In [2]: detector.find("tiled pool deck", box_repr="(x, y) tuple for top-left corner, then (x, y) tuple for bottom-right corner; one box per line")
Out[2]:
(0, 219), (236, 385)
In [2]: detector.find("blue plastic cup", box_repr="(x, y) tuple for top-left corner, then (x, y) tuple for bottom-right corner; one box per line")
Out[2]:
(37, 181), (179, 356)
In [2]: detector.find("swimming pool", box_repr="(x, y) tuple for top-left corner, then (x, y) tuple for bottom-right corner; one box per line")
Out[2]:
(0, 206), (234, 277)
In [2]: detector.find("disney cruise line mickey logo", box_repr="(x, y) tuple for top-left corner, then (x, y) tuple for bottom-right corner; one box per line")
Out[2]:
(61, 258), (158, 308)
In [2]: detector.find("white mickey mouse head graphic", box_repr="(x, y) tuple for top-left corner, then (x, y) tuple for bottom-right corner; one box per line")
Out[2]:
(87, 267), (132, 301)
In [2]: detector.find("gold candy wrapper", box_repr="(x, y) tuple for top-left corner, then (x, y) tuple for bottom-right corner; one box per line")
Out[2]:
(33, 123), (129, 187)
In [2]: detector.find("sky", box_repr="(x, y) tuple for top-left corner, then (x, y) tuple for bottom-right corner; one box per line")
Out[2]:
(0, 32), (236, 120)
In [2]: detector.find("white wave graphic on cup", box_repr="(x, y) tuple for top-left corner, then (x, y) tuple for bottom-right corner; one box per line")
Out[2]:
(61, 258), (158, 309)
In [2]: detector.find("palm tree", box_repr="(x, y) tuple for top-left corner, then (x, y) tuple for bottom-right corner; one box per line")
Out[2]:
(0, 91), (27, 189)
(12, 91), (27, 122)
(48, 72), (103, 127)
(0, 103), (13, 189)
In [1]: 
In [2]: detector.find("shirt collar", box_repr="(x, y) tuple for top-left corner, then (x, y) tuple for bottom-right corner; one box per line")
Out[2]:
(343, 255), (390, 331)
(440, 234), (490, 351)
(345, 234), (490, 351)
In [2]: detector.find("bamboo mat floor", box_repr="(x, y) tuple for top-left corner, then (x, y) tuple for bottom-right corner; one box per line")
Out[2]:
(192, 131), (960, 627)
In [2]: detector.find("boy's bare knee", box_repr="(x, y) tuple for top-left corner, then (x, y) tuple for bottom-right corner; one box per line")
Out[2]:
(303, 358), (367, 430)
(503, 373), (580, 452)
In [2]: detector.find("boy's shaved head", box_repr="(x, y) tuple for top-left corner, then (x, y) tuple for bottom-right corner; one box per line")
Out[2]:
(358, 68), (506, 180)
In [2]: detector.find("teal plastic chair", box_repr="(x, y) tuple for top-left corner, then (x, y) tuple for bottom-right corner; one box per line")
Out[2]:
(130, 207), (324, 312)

************

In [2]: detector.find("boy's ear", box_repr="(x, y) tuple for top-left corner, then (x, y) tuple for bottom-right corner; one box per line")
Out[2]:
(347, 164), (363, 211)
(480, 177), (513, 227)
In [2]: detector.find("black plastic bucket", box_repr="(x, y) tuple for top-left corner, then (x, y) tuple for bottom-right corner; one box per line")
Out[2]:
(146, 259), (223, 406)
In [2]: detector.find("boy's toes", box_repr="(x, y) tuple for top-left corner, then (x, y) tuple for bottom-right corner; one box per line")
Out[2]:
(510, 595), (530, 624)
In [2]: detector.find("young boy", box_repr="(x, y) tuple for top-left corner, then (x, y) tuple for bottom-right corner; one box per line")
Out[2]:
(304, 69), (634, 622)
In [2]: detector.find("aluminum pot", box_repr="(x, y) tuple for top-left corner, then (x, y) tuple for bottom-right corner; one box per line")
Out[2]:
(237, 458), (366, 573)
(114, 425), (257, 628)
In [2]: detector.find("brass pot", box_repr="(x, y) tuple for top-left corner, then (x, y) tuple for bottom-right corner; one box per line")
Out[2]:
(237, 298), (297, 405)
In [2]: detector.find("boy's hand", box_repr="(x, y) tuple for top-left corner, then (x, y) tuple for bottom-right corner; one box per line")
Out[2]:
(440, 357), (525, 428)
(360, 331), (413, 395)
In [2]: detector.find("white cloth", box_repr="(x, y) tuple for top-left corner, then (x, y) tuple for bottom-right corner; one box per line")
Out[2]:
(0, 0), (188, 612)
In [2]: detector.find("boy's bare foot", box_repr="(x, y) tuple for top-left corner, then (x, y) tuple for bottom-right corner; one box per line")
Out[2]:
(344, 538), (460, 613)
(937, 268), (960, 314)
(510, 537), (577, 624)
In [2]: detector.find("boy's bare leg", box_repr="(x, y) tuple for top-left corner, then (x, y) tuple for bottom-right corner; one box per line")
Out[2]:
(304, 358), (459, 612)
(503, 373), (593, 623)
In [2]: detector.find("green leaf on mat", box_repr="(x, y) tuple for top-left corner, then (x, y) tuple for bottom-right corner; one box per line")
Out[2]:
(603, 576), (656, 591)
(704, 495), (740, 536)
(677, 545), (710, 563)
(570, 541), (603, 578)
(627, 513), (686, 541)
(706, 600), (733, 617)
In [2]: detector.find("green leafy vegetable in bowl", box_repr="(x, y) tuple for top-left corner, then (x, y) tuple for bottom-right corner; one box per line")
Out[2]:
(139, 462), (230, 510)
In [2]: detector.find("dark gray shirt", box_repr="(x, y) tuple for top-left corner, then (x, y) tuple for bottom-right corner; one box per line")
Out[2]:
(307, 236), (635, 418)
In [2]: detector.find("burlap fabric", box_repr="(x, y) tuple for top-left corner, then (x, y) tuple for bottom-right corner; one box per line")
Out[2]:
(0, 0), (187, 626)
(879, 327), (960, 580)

************

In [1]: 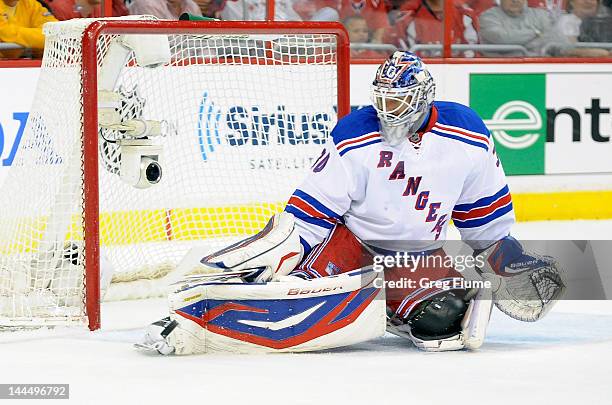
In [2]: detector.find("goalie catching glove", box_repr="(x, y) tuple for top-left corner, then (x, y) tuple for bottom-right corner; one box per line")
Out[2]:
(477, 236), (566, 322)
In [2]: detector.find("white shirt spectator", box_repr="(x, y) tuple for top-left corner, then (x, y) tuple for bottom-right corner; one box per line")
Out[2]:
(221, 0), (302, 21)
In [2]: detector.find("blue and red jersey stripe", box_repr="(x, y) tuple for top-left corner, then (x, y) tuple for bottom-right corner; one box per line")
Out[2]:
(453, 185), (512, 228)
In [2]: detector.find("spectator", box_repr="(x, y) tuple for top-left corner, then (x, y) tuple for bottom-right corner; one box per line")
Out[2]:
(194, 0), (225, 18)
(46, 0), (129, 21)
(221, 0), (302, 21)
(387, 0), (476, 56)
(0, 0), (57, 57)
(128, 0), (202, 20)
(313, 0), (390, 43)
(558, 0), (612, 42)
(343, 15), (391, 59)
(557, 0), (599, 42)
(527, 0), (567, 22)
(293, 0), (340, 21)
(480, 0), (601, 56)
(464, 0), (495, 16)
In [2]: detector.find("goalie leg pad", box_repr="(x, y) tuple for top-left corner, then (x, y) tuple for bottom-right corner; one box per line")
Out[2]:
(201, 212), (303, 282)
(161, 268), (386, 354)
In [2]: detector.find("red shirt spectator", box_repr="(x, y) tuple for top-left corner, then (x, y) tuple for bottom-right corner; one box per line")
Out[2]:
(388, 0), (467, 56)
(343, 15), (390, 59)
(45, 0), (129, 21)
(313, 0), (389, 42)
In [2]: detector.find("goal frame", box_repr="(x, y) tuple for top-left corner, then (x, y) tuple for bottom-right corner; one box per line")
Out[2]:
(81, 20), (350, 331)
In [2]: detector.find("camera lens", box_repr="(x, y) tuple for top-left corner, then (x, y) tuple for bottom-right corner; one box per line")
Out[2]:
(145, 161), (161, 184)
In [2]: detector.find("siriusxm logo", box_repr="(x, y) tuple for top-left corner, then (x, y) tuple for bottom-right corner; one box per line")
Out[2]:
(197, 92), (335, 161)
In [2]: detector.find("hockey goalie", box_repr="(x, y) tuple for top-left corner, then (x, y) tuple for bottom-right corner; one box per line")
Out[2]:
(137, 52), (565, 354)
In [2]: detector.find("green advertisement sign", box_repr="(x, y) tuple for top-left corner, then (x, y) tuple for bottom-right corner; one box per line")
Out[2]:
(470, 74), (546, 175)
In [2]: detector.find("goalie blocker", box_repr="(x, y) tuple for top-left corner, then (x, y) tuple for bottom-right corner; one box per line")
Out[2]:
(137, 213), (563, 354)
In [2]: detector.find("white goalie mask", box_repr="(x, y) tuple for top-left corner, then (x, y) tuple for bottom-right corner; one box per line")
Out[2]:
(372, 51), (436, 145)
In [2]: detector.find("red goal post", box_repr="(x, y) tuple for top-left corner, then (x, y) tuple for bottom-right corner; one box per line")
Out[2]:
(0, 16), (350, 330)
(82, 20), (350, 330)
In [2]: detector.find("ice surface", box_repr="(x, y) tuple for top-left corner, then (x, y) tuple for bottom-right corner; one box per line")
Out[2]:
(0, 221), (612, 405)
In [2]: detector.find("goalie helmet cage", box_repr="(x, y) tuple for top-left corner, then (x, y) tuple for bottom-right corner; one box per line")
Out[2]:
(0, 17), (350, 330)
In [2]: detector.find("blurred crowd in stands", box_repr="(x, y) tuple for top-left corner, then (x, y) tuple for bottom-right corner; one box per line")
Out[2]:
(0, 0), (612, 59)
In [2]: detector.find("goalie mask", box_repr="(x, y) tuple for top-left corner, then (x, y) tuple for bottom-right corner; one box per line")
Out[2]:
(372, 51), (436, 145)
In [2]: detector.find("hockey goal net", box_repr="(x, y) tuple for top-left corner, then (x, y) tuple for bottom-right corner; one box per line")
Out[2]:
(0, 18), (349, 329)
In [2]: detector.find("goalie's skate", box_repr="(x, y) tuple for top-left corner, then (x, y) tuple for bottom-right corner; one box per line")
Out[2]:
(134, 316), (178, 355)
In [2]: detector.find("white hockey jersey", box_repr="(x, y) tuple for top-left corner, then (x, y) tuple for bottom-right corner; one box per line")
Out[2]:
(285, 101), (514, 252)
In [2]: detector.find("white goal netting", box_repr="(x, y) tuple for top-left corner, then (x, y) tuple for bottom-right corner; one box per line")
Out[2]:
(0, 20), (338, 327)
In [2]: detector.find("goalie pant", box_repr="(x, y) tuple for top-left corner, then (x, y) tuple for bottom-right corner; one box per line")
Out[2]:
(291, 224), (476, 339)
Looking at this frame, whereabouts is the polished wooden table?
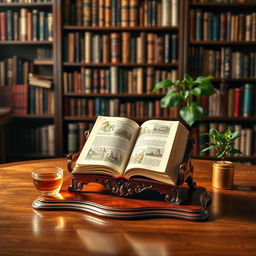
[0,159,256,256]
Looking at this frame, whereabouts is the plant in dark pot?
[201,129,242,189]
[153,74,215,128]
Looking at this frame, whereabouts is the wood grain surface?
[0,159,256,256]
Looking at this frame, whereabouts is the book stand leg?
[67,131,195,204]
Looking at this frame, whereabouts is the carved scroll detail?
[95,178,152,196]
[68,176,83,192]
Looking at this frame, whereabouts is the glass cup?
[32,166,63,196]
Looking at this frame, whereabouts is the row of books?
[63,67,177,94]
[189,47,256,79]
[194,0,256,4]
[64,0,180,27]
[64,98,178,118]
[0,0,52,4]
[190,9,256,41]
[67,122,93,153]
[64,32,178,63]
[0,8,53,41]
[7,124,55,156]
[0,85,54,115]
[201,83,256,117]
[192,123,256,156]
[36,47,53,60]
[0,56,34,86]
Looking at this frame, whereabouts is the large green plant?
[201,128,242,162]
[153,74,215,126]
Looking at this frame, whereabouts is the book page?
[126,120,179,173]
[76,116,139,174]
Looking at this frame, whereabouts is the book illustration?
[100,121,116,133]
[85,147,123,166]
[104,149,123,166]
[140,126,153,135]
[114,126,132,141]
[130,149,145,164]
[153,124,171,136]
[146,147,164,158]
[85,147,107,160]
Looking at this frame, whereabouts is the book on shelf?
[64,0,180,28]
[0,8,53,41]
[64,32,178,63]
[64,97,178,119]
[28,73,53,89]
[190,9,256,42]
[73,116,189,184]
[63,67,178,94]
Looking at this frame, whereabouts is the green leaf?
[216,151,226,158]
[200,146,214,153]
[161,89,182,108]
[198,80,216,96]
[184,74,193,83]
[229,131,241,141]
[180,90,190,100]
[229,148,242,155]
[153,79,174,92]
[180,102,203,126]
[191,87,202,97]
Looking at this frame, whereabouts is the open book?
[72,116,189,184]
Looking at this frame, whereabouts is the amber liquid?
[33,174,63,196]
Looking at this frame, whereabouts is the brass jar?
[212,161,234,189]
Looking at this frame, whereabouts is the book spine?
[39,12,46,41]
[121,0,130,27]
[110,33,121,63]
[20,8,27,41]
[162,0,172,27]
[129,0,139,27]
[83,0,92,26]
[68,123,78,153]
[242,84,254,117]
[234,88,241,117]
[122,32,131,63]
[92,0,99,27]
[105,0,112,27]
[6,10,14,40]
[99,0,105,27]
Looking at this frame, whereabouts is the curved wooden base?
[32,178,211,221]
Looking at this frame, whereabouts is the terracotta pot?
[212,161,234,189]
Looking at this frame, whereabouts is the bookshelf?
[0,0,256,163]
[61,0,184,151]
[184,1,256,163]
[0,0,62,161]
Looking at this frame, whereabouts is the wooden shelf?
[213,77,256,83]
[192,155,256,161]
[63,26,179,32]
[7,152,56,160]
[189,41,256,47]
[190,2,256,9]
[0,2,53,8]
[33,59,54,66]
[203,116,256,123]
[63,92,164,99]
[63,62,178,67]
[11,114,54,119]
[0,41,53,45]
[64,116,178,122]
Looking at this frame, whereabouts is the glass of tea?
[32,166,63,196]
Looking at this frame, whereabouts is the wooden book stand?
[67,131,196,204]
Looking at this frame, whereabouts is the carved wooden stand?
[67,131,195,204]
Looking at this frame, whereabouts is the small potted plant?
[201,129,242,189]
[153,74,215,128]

************

_Exercise prompt_. Report each line of the data above that contains the string "jersey", reproducing every such line in full.

_Reply_.
In [2]: detector.find("blue and red jersey stripe", box_repr="(x, y) tuple for top-left corner, then (x, y) tuple for bottom-right corner; one box per line")
In [2]: detector.find("white hockey jersey", box_repr="(x, y) tuple for top-left corner, then (x, y) tuple for bottom-right corner; one box per line")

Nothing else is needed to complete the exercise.